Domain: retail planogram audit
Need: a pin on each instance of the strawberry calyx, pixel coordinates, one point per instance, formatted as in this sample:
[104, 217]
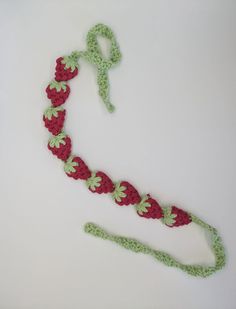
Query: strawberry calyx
[52, 111]
[142, 207]
[168, 216]
[57, 85]
[69, 166]
[118, 193]
[57, 140]
[93, 182]
[70, 62]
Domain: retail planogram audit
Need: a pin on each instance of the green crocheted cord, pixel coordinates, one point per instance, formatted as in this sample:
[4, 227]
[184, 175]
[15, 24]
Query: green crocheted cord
[165, 258]
[93, 54]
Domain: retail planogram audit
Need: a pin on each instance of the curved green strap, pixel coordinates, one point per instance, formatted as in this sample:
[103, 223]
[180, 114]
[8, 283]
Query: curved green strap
[94, 55]
[138, 247]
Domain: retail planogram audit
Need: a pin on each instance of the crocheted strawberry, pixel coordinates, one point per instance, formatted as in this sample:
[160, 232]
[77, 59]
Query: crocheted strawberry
[60, 146]
[76, 168]
[67, 67]
[125, 194]
[99, 182]
[174, 216]
[57, 92]
[149, 208]
[54, 119]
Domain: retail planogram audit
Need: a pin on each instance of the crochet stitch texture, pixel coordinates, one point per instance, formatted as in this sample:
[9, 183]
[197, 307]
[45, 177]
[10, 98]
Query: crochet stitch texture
[122, 192]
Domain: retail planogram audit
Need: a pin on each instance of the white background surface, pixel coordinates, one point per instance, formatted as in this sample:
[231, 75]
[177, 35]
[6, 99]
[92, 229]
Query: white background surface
[173, 135]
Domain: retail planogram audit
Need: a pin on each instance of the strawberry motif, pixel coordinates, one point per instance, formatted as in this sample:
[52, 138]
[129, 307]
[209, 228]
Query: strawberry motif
[99, 182]
[67, 67]
[174, 216]
[76, 168]
[60, 146]
[125, 194]
[57, 92]
[54, 119]
[149, 208]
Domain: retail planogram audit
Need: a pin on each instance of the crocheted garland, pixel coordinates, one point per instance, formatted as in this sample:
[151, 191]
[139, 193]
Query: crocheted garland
[122, 192]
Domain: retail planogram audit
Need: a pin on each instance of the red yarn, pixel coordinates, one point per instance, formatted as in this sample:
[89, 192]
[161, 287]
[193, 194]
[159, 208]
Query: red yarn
[81, 170]
[57, 97]
[62, 73]
[64, 151]
[106, 184]
[154, 211]
[182, 217]
[132, 195]
[56, 124]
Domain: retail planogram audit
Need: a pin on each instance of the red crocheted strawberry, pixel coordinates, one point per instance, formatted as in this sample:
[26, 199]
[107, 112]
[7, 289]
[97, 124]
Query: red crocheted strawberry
[67, 67]
[99, 182]
[60, 146]
[57, 92]
[174, 216]
[149, 208]
[76, 168]
[125, 194]
[54, 119]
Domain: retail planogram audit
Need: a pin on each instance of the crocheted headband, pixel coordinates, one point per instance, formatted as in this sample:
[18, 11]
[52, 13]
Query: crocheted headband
[122, 192]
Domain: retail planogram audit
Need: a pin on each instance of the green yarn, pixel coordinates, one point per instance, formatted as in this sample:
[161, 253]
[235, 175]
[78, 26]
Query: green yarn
[94, 55]
[165, 258]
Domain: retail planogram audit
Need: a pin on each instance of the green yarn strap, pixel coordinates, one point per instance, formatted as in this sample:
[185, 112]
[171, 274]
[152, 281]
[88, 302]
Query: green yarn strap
[93, 54]
[138, 247]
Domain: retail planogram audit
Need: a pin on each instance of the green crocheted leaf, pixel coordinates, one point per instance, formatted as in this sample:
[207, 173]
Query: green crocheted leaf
[70, 63]
[169, 218]
[142, 207]
[52, 111]
[58, 85]
[57, 140]
[93, 182]
[69, 166]
[118, 193]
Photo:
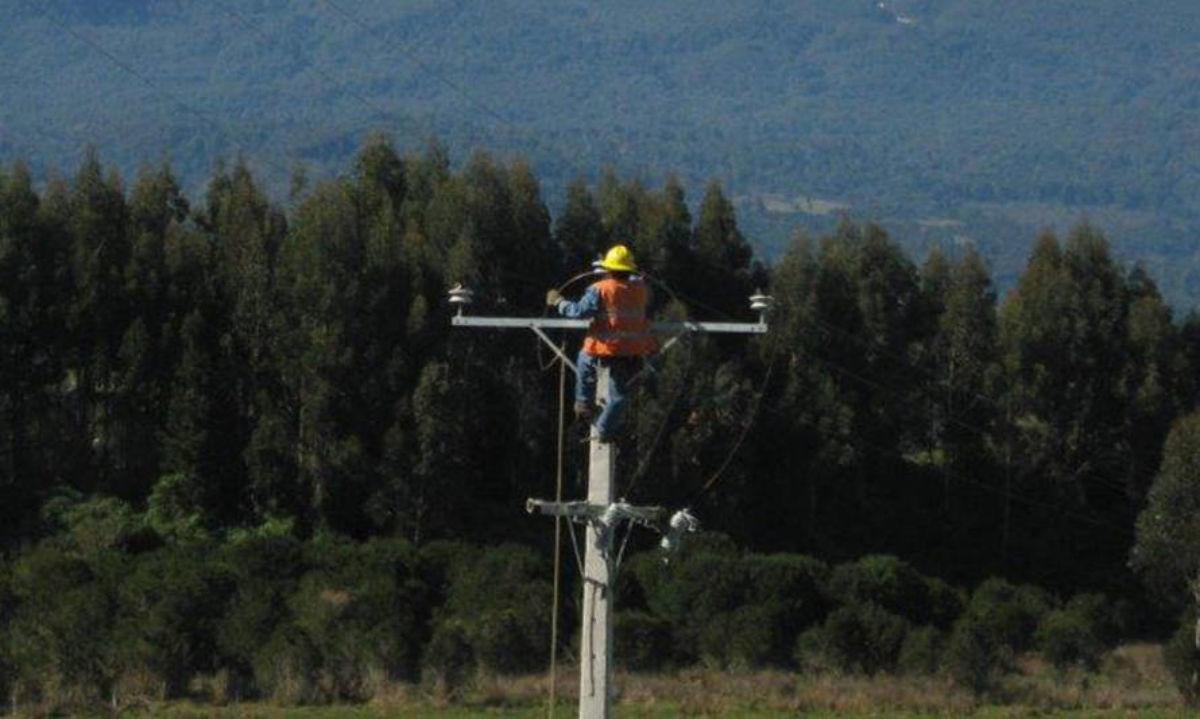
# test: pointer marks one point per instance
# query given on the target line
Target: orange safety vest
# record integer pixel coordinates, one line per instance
(621, 328)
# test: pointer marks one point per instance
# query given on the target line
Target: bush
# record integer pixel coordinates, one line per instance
(60, 633)
(364, 609)
(1182, 660)
(286, 667)
(1067, 637)
(1108, 619)
(791, 594)
(895, 586)
(1008, 615)
(449, 658)
(503, 599)
(731, 609)
(690, 593)
(642, 641)
(922, 651)
(265, 570)
(863, 637)
(169, 605)
(972, 657)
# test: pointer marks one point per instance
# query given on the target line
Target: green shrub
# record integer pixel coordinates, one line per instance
(690, 593)
(1182, 660)
(1067, 637)
(286, 667)
(265, 570)
(1008, 613)
(364, 609)
(922, 651)
(449, 658)
(718, 599)
(503, 600)
(863, 637)
(1108, 619)
(168, 607)
(972, 657)
(895, 586)
(60, 635)
(791, 592)
(642, 641)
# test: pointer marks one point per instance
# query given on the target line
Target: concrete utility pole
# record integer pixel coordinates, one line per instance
(599, 511)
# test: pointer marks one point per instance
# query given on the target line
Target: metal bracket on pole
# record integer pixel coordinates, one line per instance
(599, 511)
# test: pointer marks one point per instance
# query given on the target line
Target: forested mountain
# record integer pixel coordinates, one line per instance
(943, 120)
(240, 438)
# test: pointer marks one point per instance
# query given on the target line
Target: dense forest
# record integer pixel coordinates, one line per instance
(937, 119)
(240, 438)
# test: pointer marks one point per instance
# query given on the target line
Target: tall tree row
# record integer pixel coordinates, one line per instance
(225, 363)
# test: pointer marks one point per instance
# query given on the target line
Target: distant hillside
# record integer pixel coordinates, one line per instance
(946, 120)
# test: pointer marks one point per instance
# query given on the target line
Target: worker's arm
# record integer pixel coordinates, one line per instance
(586, 306)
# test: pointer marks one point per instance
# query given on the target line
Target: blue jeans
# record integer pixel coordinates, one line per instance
(621, 371)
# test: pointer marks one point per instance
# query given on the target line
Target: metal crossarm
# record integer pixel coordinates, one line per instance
(559, 323)
(605, 513)
(600, 514)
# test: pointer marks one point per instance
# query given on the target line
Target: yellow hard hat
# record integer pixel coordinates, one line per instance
(619, 259)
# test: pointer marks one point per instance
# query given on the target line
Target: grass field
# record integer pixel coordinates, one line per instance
(1131, 683)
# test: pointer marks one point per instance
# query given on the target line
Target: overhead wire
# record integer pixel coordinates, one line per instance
(421, 65)
(132, 71)
(907, 365)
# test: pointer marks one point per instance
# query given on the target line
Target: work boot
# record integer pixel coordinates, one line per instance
(583, 412)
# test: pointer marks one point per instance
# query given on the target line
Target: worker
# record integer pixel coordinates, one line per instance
(619, 335)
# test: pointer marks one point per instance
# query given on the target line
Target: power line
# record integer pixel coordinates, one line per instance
(132, 71)
(423, 66)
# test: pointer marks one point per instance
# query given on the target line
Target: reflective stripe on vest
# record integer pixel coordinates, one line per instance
(621, 328)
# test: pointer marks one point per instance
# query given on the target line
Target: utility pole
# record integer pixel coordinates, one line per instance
(601, 515)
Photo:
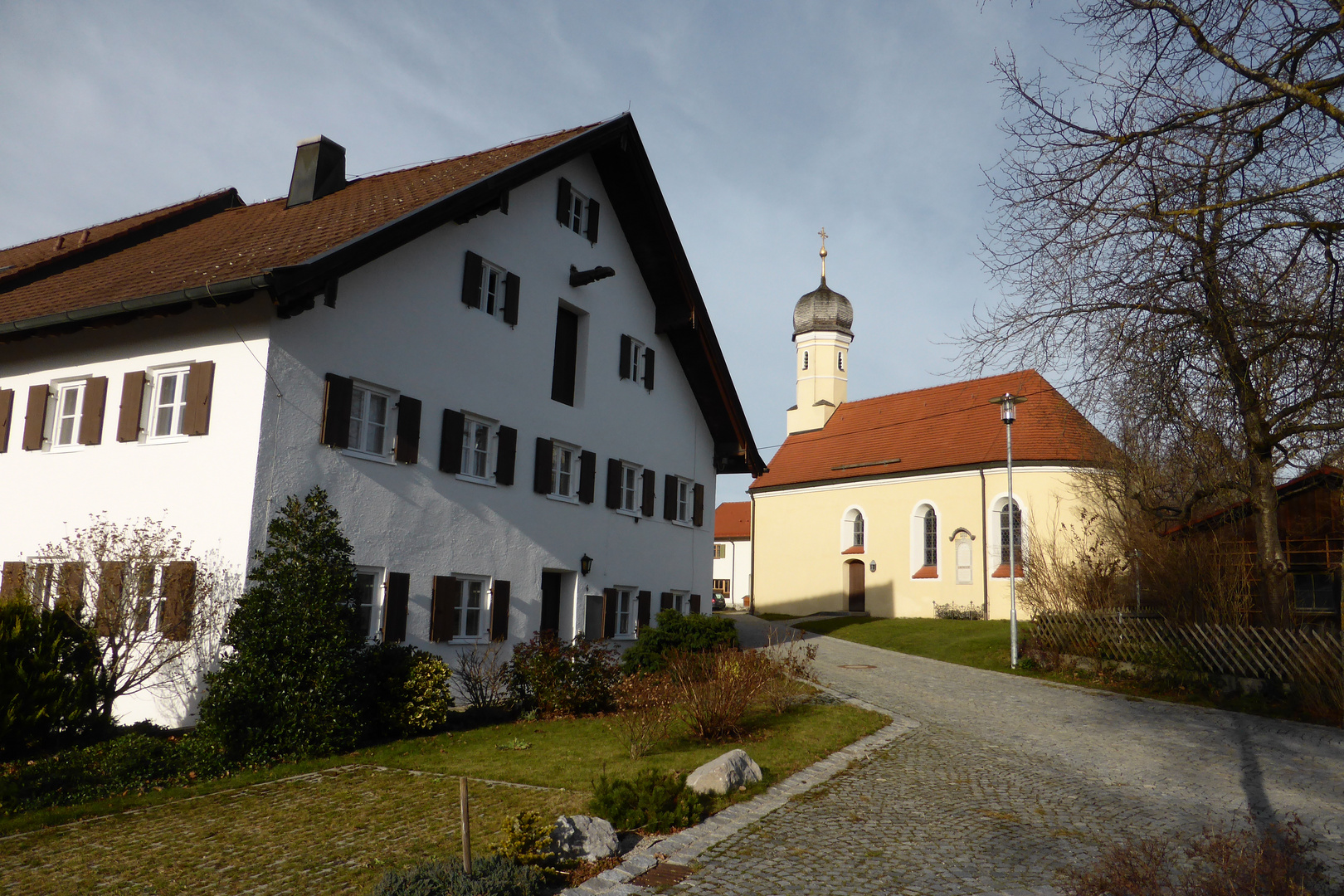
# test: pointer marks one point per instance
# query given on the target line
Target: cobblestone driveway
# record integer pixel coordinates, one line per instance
(1007, 781)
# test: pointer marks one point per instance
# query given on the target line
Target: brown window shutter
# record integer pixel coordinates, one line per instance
(407, 430)
(132, 403)
(442, 607)
(336, 411)
(179, 601)
(499, 610)
(505, 455)
(450, 442)
(613, 483)
(593, 212)
(35, 422)
(587, 476)
(71, 586)
(472, 281)
(670, 497)
(108, 606)
(511, 289)
(562, 202)
(565, 368)
(645, 602)
(201, 386)
(394, 607)
(609, 599)
(647, 504)
(90, 421)
(6, 412)
(542, 468)
(12, 578)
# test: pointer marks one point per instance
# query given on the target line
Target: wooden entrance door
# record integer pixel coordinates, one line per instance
(856, 586)
(552, 602)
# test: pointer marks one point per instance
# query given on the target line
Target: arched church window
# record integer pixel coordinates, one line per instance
(932, 538)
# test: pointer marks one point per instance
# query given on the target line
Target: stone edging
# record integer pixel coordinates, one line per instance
(684, 846)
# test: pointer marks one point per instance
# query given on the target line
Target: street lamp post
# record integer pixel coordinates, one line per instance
(1008, 410)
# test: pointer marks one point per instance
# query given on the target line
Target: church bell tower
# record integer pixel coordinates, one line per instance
(821, 338)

******

How many lines in the rows above contain the string "background", with case counting? Reply with the number alone.

» Reply to the task
2